Report each line in the entries below that contains the word "blue", copying every such line in full.
──────────
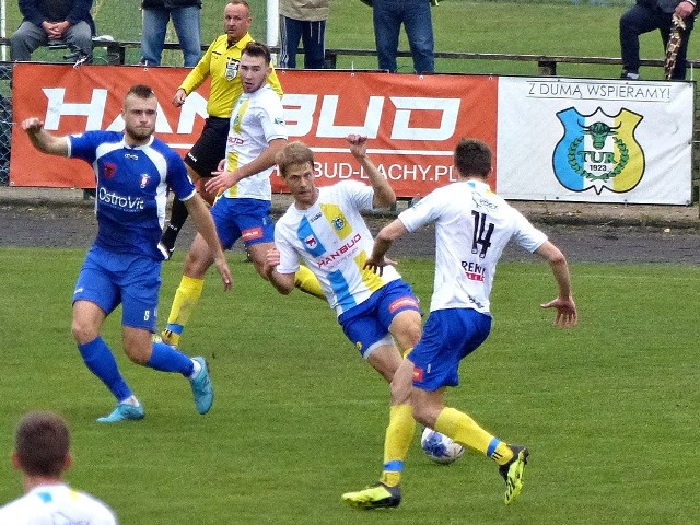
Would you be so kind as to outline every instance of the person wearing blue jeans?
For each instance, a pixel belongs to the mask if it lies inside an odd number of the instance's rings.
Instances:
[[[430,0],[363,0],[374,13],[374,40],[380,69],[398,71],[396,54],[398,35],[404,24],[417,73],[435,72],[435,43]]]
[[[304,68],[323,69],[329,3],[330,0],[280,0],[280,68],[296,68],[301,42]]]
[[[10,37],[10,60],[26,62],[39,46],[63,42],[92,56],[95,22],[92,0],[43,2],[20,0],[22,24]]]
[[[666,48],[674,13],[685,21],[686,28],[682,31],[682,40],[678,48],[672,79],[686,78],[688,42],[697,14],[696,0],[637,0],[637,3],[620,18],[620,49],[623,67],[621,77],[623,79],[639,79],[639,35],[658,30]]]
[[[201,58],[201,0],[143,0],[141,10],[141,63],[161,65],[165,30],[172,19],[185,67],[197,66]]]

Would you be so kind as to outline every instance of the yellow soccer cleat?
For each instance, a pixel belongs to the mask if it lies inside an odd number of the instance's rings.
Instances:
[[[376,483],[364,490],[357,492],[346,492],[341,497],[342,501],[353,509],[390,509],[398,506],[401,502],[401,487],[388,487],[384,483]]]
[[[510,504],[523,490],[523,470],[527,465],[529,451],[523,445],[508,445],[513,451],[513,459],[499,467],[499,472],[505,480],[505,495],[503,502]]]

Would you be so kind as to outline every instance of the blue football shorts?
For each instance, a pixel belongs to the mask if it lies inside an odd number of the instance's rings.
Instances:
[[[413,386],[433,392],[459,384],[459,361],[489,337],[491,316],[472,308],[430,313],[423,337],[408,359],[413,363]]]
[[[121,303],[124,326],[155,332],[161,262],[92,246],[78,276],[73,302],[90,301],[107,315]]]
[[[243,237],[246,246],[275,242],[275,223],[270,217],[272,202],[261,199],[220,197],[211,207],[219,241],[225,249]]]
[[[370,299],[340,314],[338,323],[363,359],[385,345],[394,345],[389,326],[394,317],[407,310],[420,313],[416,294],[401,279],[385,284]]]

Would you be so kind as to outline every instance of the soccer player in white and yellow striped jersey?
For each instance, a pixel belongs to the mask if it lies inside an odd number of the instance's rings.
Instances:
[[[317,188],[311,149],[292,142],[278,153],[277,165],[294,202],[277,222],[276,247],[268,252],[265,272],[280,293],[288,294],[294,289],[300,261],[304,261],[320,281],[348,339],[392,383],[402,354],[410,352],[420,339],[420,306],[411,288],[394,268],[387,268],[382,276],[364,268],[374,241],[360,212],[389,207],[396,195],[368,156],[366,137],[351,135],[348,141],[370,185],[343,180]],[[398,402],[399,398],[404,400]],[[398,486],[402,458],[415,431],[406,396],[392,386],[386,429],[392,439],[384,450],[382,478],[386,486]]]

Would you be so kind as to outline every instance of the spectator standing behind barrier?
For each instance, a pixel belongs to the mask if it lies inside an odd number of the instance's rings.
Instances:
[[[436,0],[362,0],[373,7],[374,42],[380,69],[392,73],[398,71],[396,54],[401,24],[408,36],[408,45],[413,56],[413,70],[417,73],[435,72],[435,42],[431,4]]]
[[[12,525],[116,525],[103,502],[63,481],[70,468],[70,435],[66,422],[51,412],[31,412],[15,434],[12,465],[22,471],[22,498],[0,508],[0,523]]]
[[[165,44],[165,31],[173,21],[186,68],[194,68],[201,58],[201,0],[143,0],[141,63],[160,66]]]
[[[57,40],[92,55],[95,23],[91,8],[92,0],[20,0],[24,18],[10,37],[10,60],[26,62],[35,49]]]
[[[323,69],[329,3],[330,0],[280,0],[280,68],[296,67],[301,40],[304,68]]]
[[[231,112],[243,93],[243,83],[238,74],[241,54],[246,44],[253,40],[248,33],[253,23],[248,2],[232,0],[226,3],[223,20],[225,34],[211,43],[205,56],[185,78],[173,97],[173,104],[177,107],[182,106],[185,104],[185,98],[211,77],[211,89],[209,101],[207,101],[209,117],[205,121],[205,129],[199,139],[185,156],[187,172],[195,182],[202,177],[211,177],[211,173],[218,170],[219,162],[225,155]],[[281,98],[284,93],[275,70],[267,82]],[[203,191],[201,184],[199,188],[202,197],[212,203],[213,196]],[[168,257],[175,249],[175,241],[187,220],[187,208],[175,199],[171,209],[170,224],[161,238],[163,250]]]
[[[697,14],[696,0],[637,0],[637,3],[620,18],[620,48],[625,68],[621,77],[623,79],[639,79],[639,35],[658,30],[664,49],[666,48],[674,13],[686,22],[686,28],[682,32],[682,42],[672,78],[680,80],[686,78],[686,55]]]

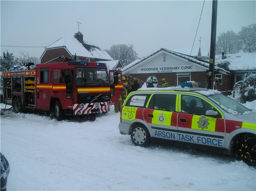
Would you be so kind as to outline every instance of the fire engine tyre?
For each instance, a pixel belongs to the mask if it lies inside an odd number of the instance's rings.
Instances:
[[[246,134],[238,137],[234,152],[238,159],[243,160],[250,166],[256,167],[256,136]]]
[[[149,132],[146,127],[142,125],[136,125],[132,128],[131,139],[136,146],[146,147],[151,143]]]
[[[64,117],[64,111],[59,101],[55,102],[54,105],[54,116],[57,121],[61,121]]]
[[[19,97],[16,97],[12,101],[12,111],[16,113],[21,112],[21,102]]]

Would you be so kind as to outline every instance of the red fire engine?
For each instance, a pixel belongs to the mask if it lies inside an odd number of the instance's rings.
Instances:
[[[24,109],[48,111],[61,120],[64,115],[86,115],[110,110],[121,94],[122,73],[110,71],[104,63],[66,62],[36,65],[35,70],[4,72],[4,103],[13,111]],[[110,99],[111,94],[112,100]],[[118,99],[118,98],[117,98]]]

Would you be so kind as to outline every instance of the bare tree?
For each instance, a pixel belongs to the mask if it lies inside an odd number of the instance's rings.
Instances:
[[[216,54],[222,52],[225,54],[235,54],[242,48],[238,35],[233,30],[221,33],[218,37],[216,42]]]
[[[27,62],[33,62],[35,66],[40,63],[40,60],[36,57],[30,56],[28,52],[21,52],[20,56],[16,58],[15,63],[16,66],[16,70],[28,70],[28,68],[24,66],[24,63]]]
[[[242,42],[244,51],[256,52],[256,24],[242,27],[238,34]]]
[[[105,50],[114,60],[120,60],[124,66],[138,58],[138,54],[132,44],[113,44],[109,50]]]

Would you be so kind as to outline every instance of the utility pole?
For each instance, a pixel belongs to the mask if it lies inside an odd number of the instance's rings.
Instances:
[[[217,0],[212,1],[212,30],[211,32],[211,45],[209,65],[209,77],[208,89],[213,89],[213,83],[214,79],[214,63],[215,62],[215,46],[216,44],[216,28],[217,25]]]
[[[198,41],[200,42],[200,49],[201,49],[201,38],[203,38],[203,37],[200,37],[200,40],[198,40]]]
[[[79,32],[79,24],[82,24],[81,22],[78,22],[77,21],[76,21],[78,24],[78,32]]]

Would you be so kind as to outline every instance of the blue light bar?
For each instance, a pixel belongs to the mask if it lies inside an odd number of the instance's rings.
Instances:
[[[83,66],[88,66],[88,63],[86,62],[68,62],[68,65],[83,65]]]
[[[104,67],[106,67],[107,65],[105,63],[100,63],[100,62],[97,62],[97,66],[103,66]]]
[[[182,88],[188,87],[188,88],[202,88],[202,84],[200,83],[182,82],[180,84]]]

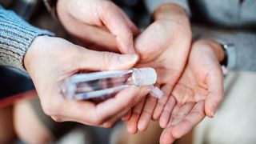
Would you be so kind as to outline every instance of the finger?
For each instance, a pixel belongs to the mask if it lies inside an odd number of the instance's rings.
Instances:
──────────
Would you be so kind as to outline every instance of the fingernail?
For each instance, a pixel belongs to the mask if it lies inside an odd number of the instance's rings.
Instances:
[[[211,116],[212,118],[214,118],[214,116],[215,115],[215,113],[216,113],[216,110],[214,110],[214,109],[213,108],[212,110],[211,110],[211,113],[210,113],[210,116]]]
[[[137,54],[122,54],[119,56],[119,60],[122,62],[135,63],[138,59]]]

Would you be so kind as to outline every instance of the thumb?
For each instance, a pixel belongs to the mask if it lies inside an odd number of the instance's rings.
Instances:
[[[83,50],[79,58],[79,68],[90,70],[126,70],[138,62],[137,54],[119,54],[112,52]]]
──────────
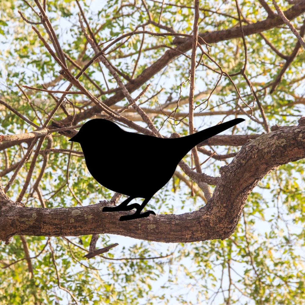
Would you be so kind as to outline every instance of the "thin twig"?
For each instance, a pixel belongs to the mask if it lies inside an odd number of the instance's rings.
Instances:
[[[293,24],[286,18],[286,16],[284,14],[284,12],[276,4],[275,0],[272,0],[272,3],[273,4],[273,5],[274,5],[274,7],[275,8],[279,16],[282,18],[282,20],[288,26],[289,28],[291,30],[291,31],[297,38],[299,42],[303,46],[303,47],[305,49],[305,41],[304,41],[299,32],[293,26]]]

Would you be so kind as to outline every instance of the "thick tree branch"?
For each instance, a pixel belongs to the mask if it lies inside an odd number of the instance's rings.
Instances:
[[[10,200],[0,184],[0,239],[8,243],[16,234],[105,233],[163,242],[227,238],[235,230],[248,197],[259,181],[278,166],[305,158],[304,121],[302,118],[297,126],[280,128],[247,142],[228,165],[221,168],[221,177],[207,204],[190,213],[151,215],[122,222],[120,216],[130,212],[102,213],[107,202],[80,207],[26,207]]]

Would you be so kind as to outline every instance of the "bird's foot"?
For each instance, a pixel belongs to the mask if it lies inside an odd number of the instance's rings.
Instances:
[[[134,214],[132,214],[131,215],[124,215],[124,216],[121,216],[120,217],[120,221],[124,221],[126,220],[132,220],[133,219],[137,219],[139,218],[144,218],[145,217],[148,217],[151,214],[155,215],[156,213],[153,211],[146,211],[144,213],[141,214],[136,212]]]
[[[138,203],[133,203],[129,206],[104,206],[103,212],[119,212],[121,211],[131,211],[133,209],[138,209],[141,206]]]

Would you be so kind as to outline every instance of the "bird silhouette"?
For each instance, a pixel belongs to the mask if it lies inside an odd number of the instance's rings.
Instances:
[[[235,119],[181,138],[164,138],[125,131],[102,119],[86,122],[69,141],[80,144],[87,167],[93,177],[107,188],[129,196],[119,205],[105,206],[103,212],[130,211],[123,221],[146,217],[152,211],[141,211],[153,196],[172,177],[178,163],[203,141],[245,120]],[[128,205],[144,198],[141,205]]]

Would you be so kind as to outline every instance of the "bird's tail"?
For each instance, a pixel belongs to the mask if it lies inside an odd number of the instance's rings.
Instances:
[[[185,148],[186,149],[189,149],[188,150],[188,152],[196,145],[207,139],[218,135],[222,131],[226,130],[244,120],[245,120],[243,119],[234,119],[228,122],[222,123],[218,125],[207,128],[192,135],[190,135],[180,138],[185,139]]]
──────────
→ TASK ANSWER
Would you be so kind as to outline every instance of the person wearing blue jeans?
Would you be so kind as to outline every instance of the blue football shorts?
Would you be so kind as to outline every instance of the blue light bar?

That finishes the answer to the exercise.